▶ [TASK DIRECTIONS]
Rewrite the lines from the start of the records through the line holding "box: [104, 345, 206, 428]", inclusive, with every "rough mask" changed to "coarse mask" and nothing else altered. Leave the pictures out of your answer.

(Collected data entries)
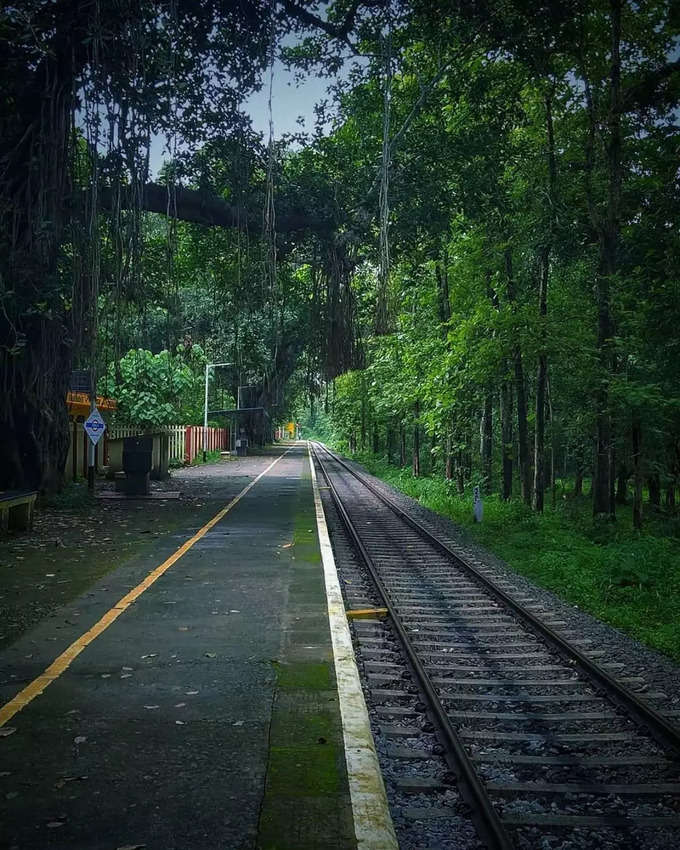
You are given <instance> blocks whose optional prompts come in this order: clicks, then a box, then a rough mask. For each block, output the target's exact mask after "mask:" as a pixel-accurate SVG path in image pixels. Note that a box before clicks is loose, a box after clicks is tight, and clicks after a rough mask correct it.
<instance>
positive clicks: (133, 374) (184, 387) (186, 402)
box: [104, 345, 206, 428]
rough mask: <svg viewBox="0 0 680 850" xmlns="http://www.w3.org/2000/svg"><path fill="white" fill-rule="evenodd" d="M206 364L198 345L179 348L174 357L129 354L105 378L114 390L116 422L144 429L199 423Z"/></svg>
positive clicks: (131, 351) (160, 352) (145, 353)
mask: <svg viewBox="0 0 680 850" xmlns="http://www.w3.org/2000/svg"><path fill="white" fill-rule="evenodd" d="M205 362H206V358H205V355H204V353H203V350H202V349H201V347H200V346H198V345H193V346H191V347H190V348H185V347H184V346H178V348H177V351H176V353H175V354H172V353H171V352H169V351H161V352H160V353H159V354H152V353H151V352H150V351H147V350H145V349H143V348H137V349H132V350H131V351H128V353H127V354H126V355H125V356H124V357H122V358H121V360H120V361H119V363H118V368H116V364H111V365H110V367H109V372H108V374H107V376H106V378H105V379H104V380H105V382H106V385H107V386H109V387H110V386H111V385H113V386H114V387H115V389H114V396H115V398H116V400H117V402H118V410H117V411H116V416H115V421H116V423H117V424H121V425H132V426H136V427H143V428H149V427H153V426H158V425H170V424H172V423H174V422H181V423H182V424H187V425H190V424H200V423H202V421H203V393H204V367H205Z"/></svg>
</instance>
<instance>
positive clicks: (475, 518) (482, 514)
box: [472, 486, 484, 522]
mask: <svg viewBox="0 0 680 850" xmlns="http://www.w3.org/2000/svg"><path fill="white" fill-rule="evenodd" d="M472 501H473V504H472V510H473V512H474V515H475V522H481V521H482V517H483V516H484V504H483V502H482V494H481V492H480V490H479V486H477V487H475V489H474V490H473V491H472Z"/></svg>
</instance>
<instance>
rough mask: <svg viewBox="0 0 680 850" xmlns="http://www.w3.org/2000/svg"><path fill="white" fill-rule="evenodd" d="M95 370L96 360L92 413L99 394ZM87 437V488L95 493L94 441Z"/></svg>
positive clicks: (92, 367)
mask: <svg viewBox="0 0 680 850" xmlns="http://www.w3.org/2000/svg"><path fill="white" fill-rule="evenodd" d="M95 381H96V376H95V371H94V362H93V363H92V366H91V368H90V413H92V411H93V410H94V409H95V407H96V406H97V395H96V388H95ZM85 439H86V440H87V443H88V446H87V489H88V491H89V492H90V494H93V493H94V443H93V442H92V440H90V438H89V435H88V434H87V433H86V434H85Z"/></svg>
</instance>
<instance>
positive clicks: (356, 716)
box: [307, 443, 399, 850]
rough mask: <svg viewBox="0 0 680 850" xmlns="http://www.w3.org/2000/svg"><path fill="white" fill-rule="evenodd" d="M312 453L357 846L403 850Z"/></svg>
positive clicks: (338, 692) (335, 662)
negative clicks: (395, 827) (357, 654)
mask: <svg viewBox="0 0 680 850" xmlns="http://www.w3.org/2000/svg"><path fill="white" fill-rule="evenodd" d="M307 452H308V456H309V466H310V470H311V476H312V491H313V494H314V508H315V512H316V526H317V533H318V536H319V548H320V550H321V562H322V565H323V571H324V580H325V585H326V598H327V602H328V619H329V625H330V632H331V643H332V646H333V660H334V663H335V676H336V680H337V685H338V701H339V705H340V716H341V720H342V732H343V739H344V744H345V761H346V764H347V777H348V782H349V791H350V798H351V803H352V816H353V818H354V831H355V834H356V839H357V847H358V848H359V850H398V848H399V843H398V841H397V837H396V834H395V831H394V825H393V823H392V817H391V815H390V811H389V806H388V803H387V794H386V792H385V785H384V783H383V778H382V773H381V771H380V765H379V763H378V755H377V753H376V749H375V743H374V741H373V734H372V732H371V724H370V720H369V717H368V709H367V708H366V702H365V700H364V694H363V691H362V689H361V682H360V680H359V671H358V669H357V666H356V662H355V660H354V648H353V646H352V637H351V635H350V631H349V625H348V622H347V617H346V615H345V605H344V602H343V599H342V591H341V589H340V582H339V580H338V573H337V569H336V567H335V557H334V555H333V548H332V546H331V541H330V537H329V534H328V526H327V525H326V515H325V513H324V509H323V504H322V502H321V494H320V492H319V485H318V481H317V477H316V470H315V468H314V460H313V458H312V453H311V448H310V446H309V443H308V444H307Z"/></svg>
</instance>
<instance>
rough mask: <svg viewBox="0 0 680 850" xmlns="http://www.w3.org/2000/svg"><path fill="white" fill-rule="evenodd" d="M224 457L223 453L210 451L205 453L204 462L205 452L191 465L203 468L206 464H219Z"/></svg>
mask: <svg viewBox="0 0 680 850" xmlns="http://www.w3.org/2000/svg"><path fill="white" fill-rule="evenodd" d="M221 457H222V452H221V451H214V452H212V451H210V452H206V453H205V460H203V452H202V451H200V452H199V453H198V454H197V455H196V457H195V458H194V459H193V460H192V461H191V463H190V464H189V465H190V466H202V465H203V464H204V463H217V461H218V460H220V458H221Z"/></svg>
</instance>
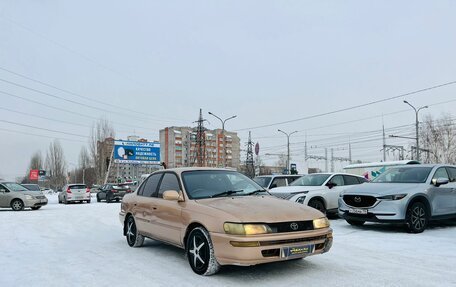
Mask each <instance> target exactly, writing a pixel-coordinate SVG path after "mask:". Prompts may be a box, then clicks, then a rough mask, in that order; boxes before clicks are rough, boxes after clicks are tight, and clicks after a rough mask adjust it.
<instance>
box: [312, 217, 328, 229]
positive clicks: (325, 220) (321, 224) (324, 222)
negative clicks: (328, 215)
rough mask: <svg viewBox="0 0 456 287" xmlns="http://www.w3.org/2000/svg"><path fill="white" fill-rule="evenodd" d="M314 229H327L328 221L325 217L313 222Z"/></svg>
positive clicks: (316, 220) (319, 218)
mask: <svg viewBox="0 0 456 287" xmlns="http://www.w3.org/2000/svg"><path fill="white" fill-rule="evenodd" d="M313 225H314V229H321V228H326V227H329V220H328V218H326V217H322V218H318V219H314V220H313Z"/></svg>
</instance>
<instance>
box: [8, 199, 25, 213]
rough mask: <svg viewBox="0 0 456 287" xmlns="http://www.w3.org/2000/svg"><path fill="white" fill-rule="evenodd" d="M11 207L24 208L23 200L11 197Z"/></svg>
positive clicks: (20, 208) (17, 209)
mask: <svg viewBox="0 0 456 287" xmlns="http://www.w3.org/2000/svg"><path fill="white" fill-rule="evenodd" d="M11 208H12V209H13V210H14V211H21V210H24V202H22V200H20V199H13V201H11Z"/></svg>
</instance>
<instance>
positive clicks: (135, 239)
mask: <svg viewBox="0 0 456 287" xmlns="http://www.w3.org/2000/svg"><path fill="white" fill-rule="evenodd" d="M125 225H126V226H125V230H126V232H125V237H127V243H128V245H130V247H140V246H142V245H143V243H144V236H142V235H141V234H139V232H138V229H137V228H136V223H135V219H134V218H133V216H129V217H128V218H127V220H126V222H125Z"/></svg>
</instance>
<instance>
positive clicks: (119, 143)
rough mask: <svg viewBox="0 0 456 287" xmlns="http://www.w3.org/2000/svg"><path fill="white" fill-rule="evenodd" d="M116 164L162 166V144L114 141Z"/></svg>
mask: <svg viewBox="0 0 456 287" xmlns="http://www.w3.org/2000/svg"><path fill="white" fill-rule="evenodd" d="M113 157H114V162H117V163H130V164H160V143H158V142H137V141H121V140H116V141H114V154H113Z"/></svg>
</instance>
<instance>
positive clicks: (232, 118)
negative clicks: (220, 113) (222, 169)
mask: <svg viewBox="0 0 456 287" xmlns="http://www.w3.org/2000/svg"><path fill="white" fill-rule="evenodd" d="M209 114H210V115H212V116H214V117H216V118H217V119H219V120H220V122H221V123H222V137H223V167H226V137H225V122H226V121H228V120H231V119H234V118H235V117H237V116H236V115H235V116H231V117H229V118H226V119H224V120H222V119H221V118H220V117H218V116H216V115H214V114H213V113H211V112H209Z"/></svg>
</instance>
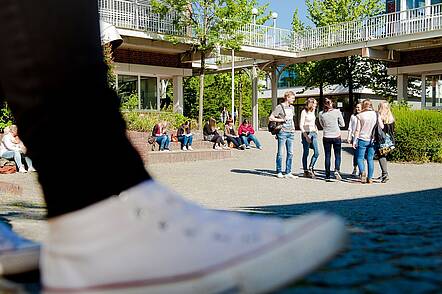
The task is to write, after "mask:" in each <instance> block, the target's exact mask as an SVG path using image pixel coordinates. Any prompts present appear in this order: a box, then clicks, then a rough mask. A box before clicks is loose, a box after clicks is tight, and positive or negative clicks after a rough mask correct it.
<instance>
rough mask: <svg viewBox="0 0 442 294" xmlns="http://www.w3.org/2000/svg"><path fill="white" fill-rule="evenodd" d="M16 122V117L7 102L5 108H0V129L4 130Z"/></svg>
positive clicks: (0, 130)
mask: <svg viewBox="0 0 442 294" xmlns="http://www.w3.org/2000/svg"><path fill="white" fill-rule="evenodd" d="M13 123H14V117H13V116H12V112H11V109H10V108H9V106H8V104H7V103H6V102H5V103H4V105H3V108H2V109H0V131H2V132H3V130H4V129H5V128H6V127H7V126H10V125H12V124H13Z"/></svg>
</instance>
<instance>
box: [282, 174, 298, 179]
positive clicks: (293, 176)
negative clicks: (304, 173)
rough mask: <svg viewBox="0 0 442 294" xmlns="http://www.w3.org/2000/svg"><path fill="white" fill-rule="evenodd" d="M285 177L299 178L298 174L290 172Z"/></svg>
mask: <svg viewBox="0 0 442 294" xmlns="http://www.w3.org/2000/svg"><path fill="white" fill-rule="evenodd" d="M285 177H286V178H287V179H297V178H298V176H295V175H293V174H292V173H288V174H286V175H285Z"/></svg>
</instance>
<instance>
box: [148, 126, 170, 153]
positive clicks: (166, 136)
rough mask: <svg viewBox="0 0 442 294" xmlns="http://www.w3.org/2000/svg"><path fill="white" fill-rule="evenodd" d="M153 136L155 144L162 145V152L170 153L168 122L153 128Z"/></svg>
mask: <svg viewBox="0 0 442 294" xmlns="http://www.w3.org/2000/svg"><path fill="white" fill-rule="evenodd" d="M152 136H155V142H157V143H158V144H159V145H160V151H170V150H169V145H170V138H169V135H167V122H166V121H163V122H160V123H158V124H156V125H155V126H154V127H153V131H152Z"/></svg>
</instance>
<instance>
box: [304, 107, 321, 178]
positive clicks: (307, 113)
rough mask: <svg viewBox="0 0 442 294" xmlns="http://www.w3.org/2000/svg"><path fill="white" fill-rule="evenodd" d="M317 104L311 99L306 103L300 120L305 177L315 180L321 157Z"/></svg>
mask: <svg viewBox="0 0 442 294" xmlns="http://www.w3.org/2000/svg"><path fill="white" fill-rule="evenodd" d="M317 104H318V103H317V102H316V100H315V99H314V98H309V99H307V101H306V102H305V107H304V109H303V110H302V112H301V118H300V120H299V128H300V129H301V141H302V149H303V153H302V167H303V169H304V177H309V178H315V177H316V175H315V171H314V167H315V164H316V161H317V160H318V157H319V147H318V128H317V127H316V115H315V110H316V106H317ZM311 147H313V151H314V153H313V156H312V158H311V160H310V165H309V167H308V169H307V159H308V155H309V153H310V148H311Z"/></svg>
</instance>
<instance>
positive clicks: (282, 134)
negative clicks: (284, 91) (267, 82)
mask: <svg viewBox="0 0 442 294" xmlns="http://www.w3.org/2000/svg"><path fill="white" fill-rule="evenodd" d="M295 98H296V97H295V93H294V92H293V91H287V92H285V93H284V102H282V103H281V104H278V105H277V106H276V107H275V109H274V110H273V112H272V114H271V115H270V117H269V120H270V121H275V122H278V123H282V128H281V131H280V132H279V133H278V134H277V135H276V138H277V139H278V152H277V154H276V173H277V177H278V178H283V177H284V175H283V174H282V153H283V150H284V147H285V150H286V156H287V157H286V161H285V177H286V178H288V179H294V178H296V176H294V175H293V174H292V161H293V141H294V139H295V123H294V121H293V117H294V114H295V108H294V107H293V105H292V104H293V101H295Z"/></svg>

▶ [YOUR SOLUTION]
You are given <instance> blocks whose optional prompts come in this order: clicks, then a box, then a coarse mask. For each block, output the target's exact mask after "mask:" as a pixel-accurate SVG path in image pixels. Note that a box before clicks is loose, a box after clicks is tight, and clicks after a coarse mask correct it.
<instance>
positive clicks: (133, 374) (184, 387) (186, 402)
box: [104, 345, 206, 428]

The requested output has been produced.